■ **Task to carry out**:
Count the lines in the records that contain the string "fence", and give only that number.

-------- Extracted data

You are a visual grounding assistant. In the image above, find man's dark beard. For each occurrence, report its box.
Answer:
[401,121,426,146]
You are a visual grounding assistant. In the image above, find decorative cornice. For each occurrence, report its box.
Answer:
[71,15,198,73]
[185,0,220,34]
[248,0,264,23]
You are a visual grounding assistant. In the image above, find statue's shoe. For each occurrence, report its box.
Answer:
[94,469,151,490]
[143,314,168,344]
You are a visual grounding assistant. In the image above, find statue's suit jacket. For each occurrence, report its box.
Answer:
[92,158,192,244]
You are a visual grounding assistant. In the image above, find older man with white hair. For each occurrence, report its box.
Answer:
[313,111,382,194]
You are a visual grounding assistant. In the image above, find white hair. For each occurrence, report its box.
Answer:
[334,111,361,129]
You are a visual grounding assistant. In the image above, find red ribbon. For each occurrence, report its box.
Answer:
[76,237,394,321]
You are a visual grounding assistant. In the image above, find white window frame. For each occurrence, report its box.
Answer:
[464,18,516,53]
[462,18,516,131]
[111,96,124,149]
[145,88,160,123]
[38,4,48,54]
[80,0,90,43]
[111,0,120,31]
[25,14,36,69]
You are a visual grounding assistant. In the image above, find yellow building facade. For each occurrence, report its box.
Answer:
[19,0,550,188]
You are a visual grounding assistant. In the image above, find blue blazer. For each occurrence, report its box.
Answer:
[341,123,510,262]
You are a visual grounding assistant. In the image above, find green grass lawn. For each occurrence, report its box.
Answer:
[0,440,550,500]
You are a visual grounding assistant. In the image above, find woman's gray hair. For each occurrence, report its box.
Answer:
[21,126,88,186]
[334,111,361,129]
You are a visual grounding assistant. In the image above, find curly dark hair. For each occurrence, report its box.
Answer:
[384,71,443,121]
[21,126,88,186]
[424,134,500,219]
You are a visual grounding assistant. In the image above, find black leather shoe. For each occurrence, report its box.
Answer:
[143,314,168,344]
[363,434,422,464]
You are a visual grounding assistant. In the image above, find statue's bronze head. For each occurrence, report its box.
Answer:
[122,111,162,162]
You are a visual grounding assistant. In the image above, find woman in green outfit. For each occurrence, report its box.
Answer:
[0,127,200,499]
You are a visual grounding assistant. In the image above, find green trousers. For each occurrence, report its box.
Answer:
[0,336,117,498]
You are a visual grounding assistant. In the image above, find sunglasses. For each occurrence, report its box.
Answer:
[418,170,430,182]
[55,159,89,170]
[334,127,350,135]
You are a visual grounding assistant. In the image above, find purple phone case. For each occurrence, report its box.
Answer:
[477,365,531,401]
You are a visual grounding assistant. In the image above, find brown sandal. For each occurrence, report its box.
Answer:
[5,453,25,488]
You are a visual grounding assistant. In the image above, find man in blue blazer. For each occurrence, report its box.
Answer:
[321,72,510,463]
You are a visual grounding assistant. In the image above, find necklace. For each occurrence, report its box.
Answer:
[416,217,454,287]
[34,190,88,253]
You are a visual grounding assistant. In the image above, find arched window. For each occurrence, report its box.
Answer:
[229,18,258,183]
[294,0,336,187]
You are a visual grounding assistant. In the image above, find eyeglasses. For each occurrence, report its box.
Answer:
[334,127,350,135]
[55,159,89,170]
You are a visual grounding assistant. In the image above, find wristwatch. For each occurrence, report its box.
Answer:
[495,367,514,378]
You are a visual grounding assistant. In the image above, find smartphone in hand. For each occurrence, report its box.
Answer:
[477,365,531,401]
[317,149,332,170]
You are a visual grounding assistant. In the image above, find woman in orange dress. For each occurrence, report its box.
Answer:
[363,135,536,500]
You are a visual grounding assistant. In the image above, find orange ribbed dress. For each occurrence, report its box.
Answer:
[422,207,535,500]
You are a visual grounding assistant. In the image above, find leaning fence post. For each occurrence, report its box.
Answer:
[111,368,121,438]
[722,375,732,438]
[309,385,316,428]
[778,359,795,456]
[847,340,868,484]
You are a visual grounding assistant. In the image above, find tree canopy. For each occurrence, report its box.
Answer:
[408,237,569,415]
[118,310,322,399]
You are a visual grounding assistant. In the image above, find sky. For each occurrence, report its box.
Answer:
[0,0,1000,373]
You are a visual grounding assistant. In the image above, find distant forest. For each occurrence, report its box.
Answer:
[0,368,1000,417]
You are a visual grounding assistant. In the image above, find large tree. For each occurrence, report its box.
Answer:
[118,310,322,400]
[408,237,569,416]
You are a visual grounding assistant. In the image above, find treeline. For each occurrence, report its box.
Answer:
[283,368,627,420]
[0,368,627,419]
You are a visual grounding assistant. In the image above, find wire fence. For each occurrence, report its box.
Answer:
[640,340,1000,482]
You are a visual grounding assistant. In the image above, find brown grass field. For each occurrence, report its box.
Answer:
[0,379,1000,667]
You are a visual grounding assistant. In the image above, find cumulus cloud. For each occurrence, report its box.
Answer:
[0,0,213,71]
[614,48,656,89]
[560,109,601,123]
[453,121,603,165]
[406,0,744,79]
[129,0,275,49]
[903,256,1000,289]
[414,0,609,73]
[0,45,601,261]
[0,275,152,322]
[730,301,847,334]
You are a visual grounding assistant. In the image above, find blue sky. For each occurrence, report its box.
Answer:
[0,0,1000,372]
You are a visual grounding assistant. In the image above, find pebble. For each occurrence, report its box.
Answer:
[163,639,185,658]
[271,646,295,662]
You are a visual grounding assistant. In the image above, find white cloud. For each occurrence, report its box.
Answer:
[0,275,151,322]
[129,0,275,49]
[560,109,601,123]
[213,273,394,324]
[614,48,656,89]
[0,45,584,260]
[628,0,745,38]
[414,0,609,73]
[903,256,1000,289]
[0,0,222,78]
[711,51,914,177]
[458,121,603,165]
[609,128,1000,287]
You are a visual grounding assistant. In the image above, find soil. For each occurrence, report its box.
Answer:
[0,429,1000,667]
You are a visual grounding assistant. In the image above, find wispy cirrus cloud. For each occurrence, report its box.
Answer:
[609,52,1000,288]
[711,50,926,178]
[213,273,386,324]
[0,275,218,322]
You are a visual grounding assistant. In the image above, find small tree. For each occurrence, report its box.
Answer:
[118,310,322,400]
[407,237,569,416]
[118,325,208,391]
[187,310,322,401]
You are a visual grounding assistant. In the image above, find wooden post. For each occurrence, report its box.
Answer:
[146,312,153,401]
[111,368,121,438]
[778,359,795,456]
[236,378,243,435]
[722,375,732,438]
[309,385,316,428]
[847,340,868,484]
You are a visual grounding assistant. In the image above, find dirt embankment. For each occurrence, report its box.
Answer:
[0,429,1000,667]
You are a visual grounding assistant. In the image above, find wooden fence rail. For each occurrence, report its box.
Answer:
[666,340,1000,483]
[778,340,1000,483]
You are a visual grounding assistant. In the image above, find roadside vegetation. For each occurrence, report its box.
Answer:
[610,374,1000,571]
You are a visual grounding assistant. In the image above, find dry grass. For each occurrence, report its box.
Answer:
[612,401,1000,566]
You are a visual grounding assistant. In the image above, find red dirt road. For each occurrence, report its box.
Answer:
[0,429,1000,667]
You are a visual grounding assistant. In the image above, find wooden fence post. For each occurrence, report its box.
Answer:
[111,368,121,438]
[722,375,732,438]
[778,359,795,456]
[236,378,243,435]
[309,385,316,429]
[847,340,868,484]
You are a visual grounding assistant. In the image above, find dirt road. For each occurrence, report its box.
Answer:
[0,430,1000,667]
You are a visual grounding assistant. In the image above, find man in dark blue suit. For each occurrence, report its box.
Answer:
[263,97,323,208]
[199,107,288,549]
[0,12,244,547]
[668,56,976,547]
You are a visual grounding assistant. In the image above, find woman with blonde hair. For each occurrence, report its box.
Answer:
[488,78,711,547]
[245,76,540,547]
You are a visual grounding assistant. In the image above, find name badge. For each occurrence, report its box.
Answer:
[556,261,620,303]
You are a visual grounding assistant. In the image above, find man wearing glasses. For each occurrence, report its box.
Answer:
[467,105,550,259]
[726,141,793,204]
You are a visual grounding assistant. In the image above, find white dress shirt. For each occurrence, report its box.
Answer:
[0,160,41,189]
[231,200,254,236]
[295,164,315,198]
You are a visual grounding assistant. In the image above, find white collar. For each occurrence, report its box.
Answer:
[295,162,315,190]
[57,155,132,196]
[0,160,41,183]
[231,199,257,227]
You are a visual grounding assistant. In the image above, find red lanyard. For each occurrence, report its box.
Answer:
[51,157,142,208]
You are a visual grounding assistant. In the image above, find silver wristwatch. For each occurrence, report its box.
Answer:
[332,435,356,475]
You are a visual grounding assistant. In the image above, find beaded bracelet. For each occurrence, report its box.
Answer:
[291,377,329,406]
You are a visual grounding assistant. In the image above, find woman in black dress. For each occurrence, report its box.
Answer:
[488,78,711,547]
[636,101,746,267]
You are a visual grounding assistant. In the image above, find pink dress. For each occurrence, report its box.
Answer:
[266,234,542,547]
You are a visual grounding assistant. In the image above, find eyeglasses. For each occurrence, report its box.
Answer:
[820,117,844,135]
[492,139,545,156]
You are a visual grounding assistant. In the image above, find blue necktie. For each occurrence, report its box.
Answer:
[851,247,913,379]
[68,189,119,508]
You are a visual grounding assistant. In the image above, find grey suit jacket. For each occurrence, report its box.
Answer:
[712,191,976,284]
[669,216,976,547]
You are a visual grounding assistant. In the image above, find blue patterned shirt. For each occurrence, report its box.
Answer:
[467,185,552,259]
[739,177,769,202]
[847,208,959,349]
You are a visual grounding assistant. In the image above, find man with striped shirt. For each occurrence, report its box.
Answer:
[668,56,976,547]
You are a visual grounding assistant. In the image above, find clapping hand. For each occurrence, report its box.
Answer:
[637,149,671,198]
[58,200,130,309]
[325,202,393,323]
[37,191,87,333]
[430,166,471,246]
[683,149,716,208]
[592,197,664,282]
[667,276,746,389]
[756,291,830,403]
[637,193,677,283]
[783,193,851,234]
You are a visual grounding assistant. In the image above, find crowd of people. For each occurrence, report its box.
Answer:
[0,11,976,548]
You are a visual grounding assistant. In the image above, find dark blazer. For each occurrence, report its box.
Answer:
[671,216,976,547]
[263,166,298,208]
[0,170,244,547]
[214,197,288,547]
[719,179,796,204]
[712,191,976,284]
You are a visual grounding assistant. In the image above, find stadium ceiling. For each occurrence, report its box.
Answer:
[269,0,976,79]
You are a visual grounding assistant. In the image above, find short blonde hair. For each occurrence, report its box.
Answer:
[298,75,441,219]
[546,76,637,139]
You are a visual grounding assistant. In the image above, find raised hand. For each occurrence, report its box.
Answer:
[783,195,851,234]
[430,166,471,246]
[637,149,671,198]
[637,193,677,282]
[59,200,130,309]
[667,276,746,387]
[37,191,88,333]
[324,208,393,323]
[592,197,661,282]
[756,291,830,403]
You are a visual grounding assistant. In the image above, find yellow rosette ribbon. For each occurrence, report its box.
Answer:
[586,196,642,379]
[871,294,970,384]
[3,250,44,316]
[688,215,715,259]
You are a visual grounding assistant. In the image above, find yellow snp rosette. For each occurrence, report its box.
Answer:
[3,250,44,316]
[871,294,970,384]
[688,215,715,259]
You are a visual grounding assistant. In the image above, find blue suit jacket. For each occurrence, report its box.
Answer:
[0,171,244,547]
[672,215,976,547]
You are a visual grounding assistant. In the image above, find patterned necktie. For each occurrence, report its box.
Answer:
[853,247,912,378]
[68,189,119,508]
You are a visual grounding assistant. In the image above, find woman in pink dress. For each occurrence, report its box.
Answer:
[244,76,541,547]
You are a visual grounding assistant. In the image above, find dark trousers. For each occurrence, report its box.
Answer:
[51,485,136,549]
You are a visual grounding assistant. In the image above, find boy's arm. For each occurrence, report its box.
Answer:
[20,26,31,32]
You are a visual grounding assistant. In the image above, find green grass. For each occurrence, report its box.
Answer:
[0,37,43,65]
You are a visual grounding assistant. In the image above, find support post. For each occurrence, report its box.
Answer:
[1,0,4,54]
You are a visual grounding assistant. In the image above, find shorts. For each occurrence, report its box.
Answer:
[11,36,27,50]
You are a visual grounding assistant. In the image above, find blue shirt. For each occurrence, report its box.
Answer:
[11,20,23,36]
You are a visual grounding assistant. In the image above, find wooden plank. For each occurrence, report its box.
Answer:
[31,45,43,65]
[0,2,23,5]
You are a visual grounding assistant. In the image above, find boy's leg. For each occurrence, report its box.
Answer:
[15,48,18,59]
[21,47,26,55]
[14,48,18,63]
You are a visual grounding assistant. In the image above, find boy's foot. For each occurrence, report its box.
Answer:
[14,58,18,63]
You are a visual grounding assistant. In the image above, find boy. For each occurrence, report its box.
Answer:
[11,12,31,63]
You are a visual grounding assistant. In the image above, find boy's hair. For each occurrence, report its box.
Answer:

----------------

■ **Complete output**:
4